The records START

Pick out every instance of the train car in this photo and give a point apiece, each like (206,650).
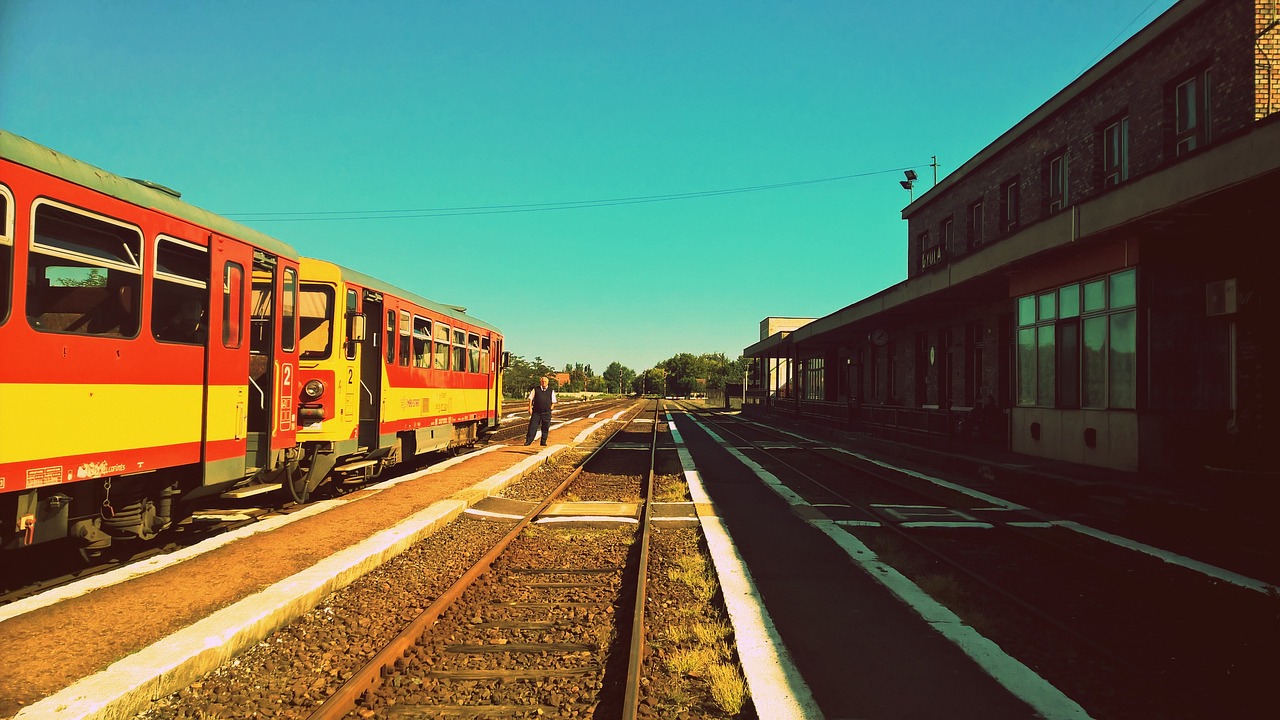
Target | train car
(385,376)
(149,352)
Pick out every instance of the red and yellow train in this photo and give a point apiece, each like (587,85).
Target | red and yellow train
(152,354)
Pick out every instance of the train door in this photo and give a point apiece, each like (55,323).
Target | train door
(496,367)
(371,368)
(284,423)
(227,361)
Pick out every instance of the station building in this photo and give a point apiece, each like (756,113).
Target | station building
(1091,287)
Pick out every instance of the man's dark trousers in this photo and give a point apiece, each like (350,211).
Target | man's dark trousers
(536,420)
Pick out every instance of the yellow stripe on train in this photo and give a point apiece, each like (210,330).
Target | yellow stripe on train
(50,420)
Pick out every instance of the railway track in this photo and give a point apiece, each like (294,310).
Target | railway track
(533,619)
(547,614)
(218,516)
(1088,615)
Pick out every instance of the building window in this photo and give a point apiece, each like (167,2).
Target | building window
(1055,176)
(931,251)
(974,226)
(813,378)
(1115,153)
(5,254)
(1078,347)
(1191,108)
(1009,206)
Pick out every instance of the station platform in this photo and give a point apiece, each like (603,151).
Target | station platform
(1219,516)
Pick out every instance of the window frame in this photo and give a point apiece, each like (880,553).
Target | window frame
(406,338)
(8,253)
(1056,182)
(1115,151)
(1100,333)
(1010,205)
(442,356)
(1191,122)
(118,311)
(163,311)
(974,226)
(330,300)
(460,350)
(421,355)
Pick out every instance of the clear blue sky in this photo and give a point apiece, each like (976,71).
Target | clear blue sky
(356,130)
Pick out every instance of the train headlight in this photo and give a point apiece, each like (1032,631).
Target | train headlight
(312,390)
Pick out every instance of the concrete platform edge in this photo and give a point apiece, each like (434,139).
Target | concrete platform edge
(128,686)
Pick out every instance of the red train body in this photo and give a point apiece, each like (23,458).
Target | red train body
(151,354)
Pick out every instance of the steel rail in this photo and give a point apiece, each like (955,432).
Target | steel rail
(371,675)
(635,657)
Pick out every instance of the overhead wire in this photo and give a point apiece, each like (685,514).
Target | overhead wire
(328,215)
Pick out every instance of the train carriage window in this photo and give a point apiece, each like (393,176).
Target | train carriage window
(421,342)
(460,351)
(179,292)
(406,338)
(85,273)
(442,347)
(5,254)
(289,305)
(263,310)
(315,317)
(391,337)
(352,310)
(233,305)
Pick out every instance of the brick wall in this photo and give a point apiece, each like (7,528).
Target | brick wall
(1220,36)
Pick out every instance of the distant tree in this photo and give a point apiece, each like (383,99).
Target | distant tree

The records END

_Task directions_
Copy out every line from the material above in which the word "tree" appears.

_Expected output_
Pick out every instance of the distant tree in this photo and give a point apiece, each like (383,99).
Target | distant tree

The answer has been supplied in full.